- Objective
Please pick out and copy every line of the data below that contains the word "blue", matching case exactly.
┄┄┄┄┄┄┄┄┄┄
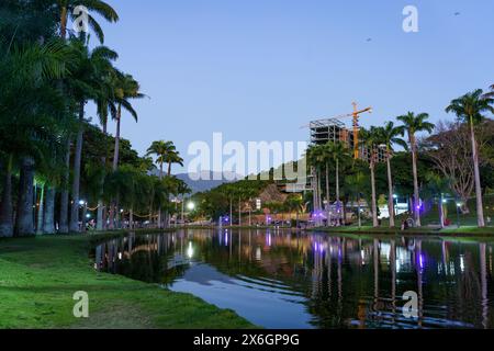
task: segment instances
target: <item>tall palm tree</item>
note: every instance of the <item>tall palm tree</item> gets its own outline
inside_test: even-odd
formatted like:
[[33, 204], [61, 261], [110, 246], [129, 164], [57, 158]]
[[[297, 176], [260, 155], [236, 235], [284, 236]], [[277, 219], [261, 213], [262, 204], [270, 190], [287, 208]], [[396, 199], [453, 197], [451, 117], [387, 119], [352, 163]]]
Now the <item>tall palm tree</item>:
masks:
[[426, 174], [426, 185], [424, 188], [424, 195], [436, 197], [437, 206], [439, 210], [439, 223], [441, 228], [445, 227], [446, 214], [445, 214], [445, 195], [451, 190], [451, 180], [440, 177], [436, 173]]
[[417, 174], [417, 139], [416, 133], [427, 132], [433, 133], [434, 124], [427, 122], [429, 115], [427, 113], [415, 114], [408, 112], [405, 115], [397, 116], [396, 120], [403, 123], [404, 128], [408, 134], [409, 148], [412, 150], [412, 172], [414, 177], [414, 214], [415, 225], [422, 226], [420, 223], [420, 197], [418, 194], [418, 174]]
[[479, 170], [479, 145], [475, 139], [475, 125], [485, 120], [484, 112], [494, 113], [494, 99], [482, 97], [482, 89], [469, 92], [451, 101], [446, 112], [452, 112], [457, 117], [470, 125], [470, 138], [472, 140], [473, 171], [475, 177], [476, 223], [479, 227], [485, 227], [484, 208], [482, 204], [482, 184]]
[[323, 167], [327, 167], [327, 154], [325, 152], [324, 145], [311, 145], [306, 152], [307, 163], [311, 167], [312, 172], [312, 190], [313, 190], [313, 210], [317, 213], [322, 206], [321, 194], [321, 173]]
[[372, 212], [372, 226], [379, 227], [378, 220], [378, 205], [375, 194], [375, 163], [378, 162], [378, 146], [381, 144], [381, 133], [377, 127], [368, 129], [360, 129], [360, 137], [362, 145], [369, 151], [369, 169], [371, 174], [371, 212]]
[[69, 72], [70, 61], [63, 43], [4, 45], [0, 42], [0, 149], [5, 167], [0, 236], [12, 236], [12, 172], [19, 166], [21, 188], [18, 196], [19, 236], [33, 235], [33, 197], [35, 161], [56, 149], [63, 133], [61, 99], [50, 81]]
[[67, 37], [67, 22], [69, 19], [72, 21], [76, 20], [77, 15], [75, 13], [75, 10], [80, 5], [83, 5], [86, 9], [88, 9], [88, 24], [94, 32], [101, 44], [104, 42], [104, 33], [100, 24], [90, 13], [94, 12], [109, 22], [119, 21], [119, 14], [116, 13], [116, 11], [110, 4], [101, 0], [54, 0], [53, 3], [54, 5], [56, 5], [57, 12], [60, 16], [59, 26], [61, 38]]
[[[337, 204], [337, 208], [338, 208], [338, 219], [341, 218], [340, 215], [340, 211], [343, 211], [345, 213], [345, 210], [341, 208], [341, 197], [340, 197], [340, 183], [339, 183], [339, 168], [341, 162], [347, 161], [348, 159], [350, 159], [350, 154], [348, 150], [348, 147], [341, 143], [341, 141], [336, 141], [336, 143], [329, 143], [329, 155], [330, 158], [334, 160], [335, 162], [335, 180], [336, 180], [336, 204]], [[345, 218], [344, 218], [345, 222]]]
[[85, 126], [85, 107], [88, 100], [98, 101], [101, 82], [113, 72], [112, 61], [117, 58], [115, 52], [105, 46], [98, 46], [90, 50], [82, 41], [71, 43], [78, 57], [77, 69], [65, 87], [78, 102], [79, 127], [77, 132], [76, 150], [74, 156], [72, 204], [70, 211], [69, 230], [79, 231], [79, 191], [80, 168], [82, 159], [82, 134]]
[[362, 189], [366, 186], [366, 177], [362, 172], [357, 172], [345, 178], [345, 184], [353, 193], [355, 201], [357, 201], [357, 218], [359, 228], [362, 226], [360, 200], [362, 199]]
[[186, 205], [186, 195], [192, 193], [192, 189], [184, 181], [179, 181], [177, 186], [177, 192], [181, 197], [181, 223], [184, 222], [184, 205]]
[[113, 82], [114, 88], [114, 104], [115, 104], [115, 115], [116, 121], [116, 134], [115, 134], [115, 150], [113, 156], [113, 170], [119, 167], [119, 151], [120, 151], [120, 129], [122, 122], [122, 109], [125, 109], [137, 122], [137, 112], [135, 112], [130, 100], [142, 99], [144, 94], [141, 93], [139, 83], [131, 76], [117, 72]]
[[169, 155], [172, 152], [176, 152], [173, 141], [165, 141], [165, 140], [153, 141], [153, 144], [147, 149], [146, 156], [151, 155], [156, 156], [156, 162], [159, 165], [159, 179], [162, 179], [164, 165], [170, 160]]
[[[168, 177], [171, 173], [171, 155], [176, 155], [176, 147], [172, 141], [153, 141], [151, 146], [147, 149], [146, 156], [156, 155], [156, 162], [159, 165], [159, 179], [164, 177], [164, 165], [168, 163]], [[161, 227], [161, 208], [158, 208], [158, 227]]]
[[407, 149], [406, 141], [401, 138], [405, 134], [404, 126], [395, 126], [393, 122], [388, 122], [378, 129], [380, 140], [386, 151], [388, 167], [388, 211], [390, 213], [390, 228], [394, 227], [394, 197], [393, 197], [393, 177], [391, 173], [391, 158], [393, 157], [393, 145], [397, 144]]

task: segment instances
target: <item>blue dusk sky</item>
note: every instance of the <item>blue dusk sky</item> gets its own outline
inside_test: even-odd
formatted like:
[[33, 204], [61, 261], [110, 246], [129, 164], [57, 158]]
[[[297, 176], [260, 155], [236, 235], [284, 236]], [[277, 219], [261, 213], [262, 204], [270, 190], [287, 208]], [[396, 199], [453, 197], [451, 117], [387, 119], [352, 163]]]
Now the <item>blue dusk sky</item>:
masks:
[[[109, 3], [121, 20], [100, 21], [105, 45], [150, 97], [135, 102], [137, 124], [123, 116], [122, 135], [141, 155], [170, 139], [188, 161], [189, 144], [212, 143], [214, 132], [226, 141], [307, 140], [302, 125], [351, 112], [352, 101], [374, 109], [363, 126], [407, 111], [437, 122], [453, 117], [451, 99], [494, 83], [492, 0]], [[402, 30], [408, 4], [418, 33]]]

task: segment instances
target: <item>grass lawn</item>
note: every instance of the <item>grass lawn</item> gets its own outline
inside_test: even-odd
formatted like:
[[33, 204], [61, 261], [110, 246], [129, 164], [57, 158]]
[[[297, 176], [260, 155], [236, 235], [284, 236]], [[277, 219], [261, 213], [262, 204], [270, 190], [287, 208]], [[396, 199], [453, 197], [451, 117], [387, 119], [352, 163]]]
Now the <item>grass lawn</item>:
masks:
[[[252, 328], [189, 294], [96, 272], [89, 235], [0, 240], [0, 328]], [[75, 318], [77, 291], [89, 318]]]

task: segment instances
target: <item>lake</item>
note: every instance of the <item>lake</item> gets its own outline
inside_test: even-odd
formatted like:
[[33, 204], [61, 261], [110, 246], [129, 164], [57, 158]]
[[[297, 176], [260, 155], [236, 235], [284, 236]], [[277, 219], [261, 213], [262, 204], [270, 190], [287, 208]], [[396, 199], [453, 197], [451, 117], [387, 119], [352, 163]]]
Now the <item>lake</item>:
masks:
[[492, 251], [428, 237], [189, 229], [102, 242], [94, 267], [266, 328], [493, 328]]

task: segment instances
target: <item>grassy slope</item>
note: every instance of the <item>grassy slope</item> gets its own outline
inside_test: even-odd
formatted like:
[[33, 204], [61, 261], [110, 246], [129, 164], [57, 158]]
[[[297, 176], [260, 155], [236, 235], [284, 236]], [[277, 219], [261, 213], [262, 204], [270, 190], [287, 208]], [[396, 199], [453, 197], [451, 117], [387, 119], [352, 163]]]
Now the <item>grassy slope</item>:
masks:
[[[188, 294], [98, 273], [89, 236], [0, 240], [0, 328], [248, 328], [232, 310]], [[72, 294], [89, 294], [89, 318]]]

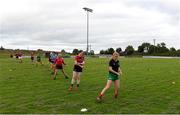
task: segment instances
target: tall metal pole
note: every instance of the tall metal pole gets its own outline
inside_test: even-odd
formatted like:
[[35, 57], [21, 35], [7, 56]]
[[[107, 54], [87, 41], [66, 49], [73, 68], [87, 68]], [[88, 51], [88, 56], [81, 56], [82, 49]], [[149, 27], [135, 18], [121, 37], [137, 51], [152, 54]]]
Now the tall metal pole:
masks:
[[153, 39], [153, 41], [154, 41], [154, 53], [155, 53], [155, 50], [156, 50], [156, 48], [155, 48], [156, 47], [155, 46], [156, 45], [156, 39]]
[[87, 11], [87, 55], [89, 52], [89, 12]]
[[86, 12], [87, 12], [87, 49], [86, 49], [86, 53], [88, 55], [89, 52], [89, 12], [93, 12], [92, 9], [84, 7], [83, 8]]

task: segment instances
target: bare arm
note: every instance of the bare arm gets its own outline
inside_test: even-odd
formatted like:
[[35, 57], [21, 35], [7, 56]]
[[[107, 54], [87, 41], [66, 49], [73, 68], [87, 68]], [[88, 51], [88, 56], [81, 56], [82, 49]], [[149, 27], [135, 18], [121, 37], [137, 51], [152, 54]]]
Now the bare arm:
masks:
[[80, 66], [81, 68], [83, 68], [83, 65], [84, 65], [84, 61], [83, 61], [83, 63], [78, 63], [77, 61], [74, 61], [74, 63], [75, 63], [75, 65], [78, 65], [78, 66]]
[[111, 66], [109, 66], [109, 71], [116, 74], [116, 75], [118, 75], [118, 76], [120, 75], [118, 72], [114, 71]]
[[120, 73], [120, 75], [122, 75], [122, 70], [121, 70], [120, 67], [119, 67], [119, 69], [118, 69], [118, 72]]

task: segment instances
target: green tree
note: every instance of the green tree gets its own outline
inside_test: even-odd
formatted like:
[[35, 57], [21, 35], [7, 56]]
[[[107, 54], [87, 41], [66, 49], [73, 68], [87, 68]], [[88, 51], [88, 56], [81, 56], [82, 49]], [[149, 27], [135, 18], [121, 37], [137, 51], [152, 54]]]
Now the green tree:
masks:
[[108, 52], [108, 54], [113, 54], [114, 53], [114, 49], [113, 48], [108, 48], [107, 52]]
[[79, 50], [78, 50], [78, 49], [73, 49], [72, 54], [77, 55], [78, 53], [79, 53]]
[[119, 47], [116, 49], [116, 52], [118, 52], [119, 54], [121, 53], [122, 49]]
[[104, 51], [104, 50], [101, 50], [99, 53], [100, 53], [100, 54], [105, 54], [105, 51]]
[[176, 51], [176, 49], [174, 47], [170, 48], [170, 52], [175, 52], [175, 51]]
[[127, 55], [132, 55], [134, 53], [133, 46], [131, 46], [131, 45], [127, 46], [126, 49], [125, 49], [125, 52], [126, 52]]

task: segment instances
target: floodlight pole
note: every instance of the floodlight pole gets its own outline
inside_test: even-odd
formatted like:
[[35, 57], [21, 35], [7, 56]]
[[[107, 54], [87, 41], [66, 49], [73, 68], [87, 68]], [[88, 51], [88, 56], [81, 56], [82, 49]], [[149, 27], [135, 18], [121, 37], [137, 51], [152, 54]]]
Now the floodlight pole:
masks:
[[154, 53], [155, 53], [156, 39], [153, 39], [153, 41], [154, 41]]
[[86, 7], [84, 7], [83, 9], [87, 12], [87, 49], [86, 49], [86, 53], [88, 55], [88, 52], [89, 52], [89, 12], [92, 13], [93, 10], [90, 8], [86, 8]]

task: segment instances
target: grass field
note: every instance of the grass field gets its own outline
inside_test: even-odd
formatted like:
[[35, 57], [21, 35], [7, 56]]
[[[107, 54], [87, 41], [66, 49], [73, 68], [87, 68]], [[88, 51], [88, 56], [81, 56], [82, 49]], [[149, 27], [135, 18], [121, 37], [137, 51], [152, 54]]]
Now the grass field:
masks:
[[[0, 113], [180, 113], [180, 60], [121, 58], [120, 95], [113, 87], [102, 103], [95, 99], [106, 83], [108, 59], [87, 59], [78, 91], [68, 91], [71, 79], [61, 73], [51, 80], [46, 65], [25, 59], [0, 58]], [[72, 76], [72, 59], [65, 59]], [[175, 84], [172, 84], [175, 82]]]

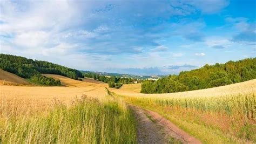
┄┄┄┄┄┄┄┄┄┄
- In response
target: <item>blue dusk sky</item>
note: every instance of the <item>blue dusk sky</item> gets its own outline
Now the <item>blue dusk sky</item>:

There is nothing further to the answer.